**EXERCISE DIRECTIONS**
Please pick up the article on the New Jersey arbitration rulings for transportation workers after its last sentence and carry it forward.

**EXCERPT TO READ**
-=-=-=-=-
Even though the Federal Arbitration Act (FAA) exempts transportation workers engaged in interstate commerce from arbitration agreements, the New Jersey Arbitration Act (NJAA) may provide adequate legal basis to enforce such agreements, a three-judge panel of the New Jersey appeals court has ruled. Colon v. Strategic Delivery Solutions, LLC, No. A-2378-17T4 (N.J. Super. Ct. App. Div. June 4, 2019).

The case was remanded to the trial court with directions to first determine whether the plaintiffs, independent contractor-drivers, were covered by the FAA’s exemption for “transportation workers,” as required under the U.S. Supreme Court’s New Prime, Inc. v. Oliveira, No. 17-340 (Jan. 15, 2019). Writing for the Court, Judge Karen Suter said, however, that even if the trial court finds them to be transportation workers exempt from the FAA, the plaintiffs still may arbitration their claims under the state arbitration law.

A day after Colon was released, a different three-judge panel of New Jersey’s Appellate Division said, in an unsigned per curiam decision, Arafa v. Health Express Corp., No. A-1862-17T3 (June 5, 2019), it relied on New Prime to conclude that a driver may pursue his wage and hour claims in court. The Arafa opinion did not discuss the NJAA or whether the state arbitration statute applied. The panel ruled the driver qualifies as a transportation worker exempt from arbitration under the FAA and remanded the case to the trial court.

Supreme Court on FAA

The FAA states that its provisions “shall not apply to contracts of employment of […] any other class of workers engaged in foreign or interstate commerce.” (Emphasis added.) In New Prime, the Supreme Court held that the FAA’s transportation worker exception applies not only to “contracts of employment,” but to independent contractor agreements between companies and transportation workers. Therefore, the Supreme Court ruled that the FAA does not provide a statutory basis for enforcing an arbitration agreement between a company and a transportation worker engaged in interstate commerce. That decision left in doubt the enforceability of arbitration agreements in the industry, which relies on independent contractor-drivers. (For details of New Prime, see our article, Supreme Court: Interstate Transport Companies’ Independent Contractor-Drivers are Exempt from FAA.)
-=-=-=-=-
**MATERIAL PROVIDED**

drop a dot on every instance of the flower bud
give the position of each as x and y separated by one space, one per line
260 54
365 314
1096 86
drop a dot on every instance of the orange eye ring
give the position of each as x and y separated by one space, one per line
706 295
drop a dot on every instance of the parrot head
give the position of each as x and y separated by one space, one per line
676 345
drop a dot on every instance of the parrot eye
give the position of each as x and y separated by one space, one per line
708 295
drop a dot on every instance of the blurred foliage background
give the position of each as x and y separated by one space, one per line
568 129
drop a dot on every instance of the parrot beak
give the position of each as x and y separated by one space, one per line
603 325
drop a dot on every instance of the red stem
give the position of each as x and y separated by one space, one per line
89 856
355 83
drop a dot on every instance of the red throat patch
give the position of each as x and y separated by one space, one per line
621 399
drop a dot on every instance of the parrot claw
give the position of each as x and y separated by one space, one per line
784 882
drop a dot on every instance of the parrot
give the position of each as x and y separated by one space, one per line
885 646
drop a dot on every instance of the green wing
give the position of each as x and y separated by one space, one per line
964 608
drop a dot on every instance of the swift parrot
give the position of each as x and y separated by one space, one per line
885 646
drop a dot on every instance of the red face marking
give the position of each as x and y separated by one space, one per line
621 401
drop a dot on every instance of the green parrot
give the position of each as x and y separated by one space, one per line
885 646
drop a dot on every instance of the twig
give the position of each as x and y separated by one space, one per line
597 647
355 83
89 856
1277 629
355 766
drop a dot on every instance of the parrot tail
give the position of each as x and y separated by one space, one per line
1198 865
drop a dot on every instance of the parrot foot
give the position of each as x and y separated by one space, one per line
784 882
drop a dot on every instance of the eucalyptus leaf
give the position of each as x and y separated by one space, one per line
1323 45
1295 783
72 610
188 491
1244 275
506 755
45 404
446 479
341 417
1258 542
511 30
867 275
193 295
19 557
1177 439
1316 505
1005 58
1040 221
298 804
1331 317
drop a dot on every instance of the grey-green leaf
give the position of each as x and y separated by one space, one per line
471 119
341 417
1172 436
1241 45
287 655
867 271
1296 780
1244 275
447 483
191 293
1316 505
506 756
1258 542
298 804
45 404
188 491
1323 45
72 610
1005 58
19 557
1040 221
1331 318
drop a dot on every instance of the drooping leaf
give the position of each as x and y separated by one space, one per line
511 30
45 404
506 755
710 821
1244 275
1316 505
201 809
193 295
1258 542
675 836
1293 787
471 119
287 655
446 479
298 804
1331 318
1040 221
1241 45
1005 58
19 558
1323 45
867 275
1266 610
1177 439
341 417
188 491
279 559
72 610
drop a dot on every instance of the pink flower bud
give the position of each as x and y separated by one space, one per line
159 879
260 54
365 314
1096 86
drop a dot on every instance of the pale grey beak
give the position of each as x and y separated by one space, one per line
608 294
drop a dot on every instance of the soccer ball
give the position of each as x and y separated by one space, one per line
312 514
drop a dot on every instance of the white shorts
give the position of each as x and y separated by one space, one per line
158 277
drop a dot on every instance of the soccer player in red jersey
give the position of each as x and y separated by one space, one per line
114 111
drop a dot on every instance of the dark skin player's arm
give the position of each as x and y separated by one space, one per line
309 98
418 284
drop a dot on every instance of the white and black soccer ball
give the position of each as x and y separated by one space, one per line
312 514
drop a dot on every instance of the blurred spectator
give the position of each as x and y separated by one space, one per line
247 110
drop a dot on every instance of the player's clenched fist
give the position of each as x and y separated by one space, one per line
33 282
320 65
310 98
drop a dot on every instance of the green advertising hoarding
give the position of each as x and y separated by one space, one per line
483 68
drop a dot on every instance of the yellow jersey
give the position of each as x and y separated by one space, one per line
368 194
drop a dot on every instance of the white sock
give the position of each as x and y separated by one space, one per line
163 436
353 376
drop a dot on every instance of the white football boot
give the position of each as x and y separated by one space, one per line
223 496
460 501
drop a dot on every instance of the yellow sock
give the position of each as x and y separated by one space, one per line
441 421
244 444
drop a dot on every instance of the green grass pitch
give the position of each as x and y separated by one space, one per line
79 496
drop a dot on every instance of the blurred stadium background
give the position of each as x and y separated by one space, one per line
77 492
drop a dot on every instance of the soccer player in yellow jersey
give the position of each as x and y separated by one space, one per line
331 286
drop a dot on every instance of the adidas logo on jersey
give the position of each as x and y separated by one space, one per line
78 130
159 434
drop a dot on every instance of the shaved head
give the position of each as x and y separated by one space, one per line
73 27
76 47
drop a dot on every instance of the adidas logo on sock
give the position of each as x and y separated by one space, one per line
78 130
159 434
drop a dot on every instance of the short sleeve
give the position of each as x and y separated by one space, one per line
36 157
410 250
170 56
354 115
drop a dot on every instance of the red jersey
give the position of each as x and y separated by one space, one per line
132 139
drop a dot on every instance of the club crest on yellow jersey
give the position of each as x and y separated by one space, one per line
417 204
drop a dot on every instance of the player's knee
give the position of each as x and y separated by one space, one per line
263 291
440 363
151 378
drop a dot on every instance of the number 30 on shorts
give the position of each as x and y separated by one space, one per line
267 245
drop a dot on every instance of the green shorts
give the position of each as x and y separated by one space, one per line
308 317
-=-=-=-=-
**TASK ANSWER**
Colon Background

The plaintiffs in Colon were transportation workers who executed independent contractor agreements that contained arbitration clauses that expressly referenced and relied upon the FAA. The agreements did not mention the NJAA.

The plaintiffs filed a complaint on behalf of themselves and similarly situated workers for alleged violations of the New Jersey Wage and Hour Law and New Jersey Wage Payment Law. They claimed that, in light of the exception to arbitration for transportation workers in the FAA, as explained in New Prime, the company could not enforce arbitration agreements that contained jury trial and class action waivers.

The trial court granted summary judgment to the company, dismissed the class action complaint and jury demand, and ordered mandatory binding arbitration on an individual basis. The plaintiffs appealed.

NJAA and Colon

A three-judge panel of New Jersey’s Appellate Division held that the NJAA provided a sufficient statutory basis to enforce an arbitration agreement between a company and independent contractors engaged in interstate commerce.

Judge Suter explained that the NJAA, like the FAA, favors arbitration as a means of resolving disputes. The Judge pointed out that while the FAA contains an exception for transportation workers, the NJAA does not. Moreover, she noted that, since the FAA does not contain a preemption clause, the NJAA may apply to an arbitration agreement “even if the FAA did not apply.”

Judge Suter also explained that an agreement need not expressly reference the NJAA because the statute specifically applies to all arbitration agreements in New Jersey, with the exception of arbitration agreements as part of a collective bargaining agreement, “made on or after January 1, 2003.”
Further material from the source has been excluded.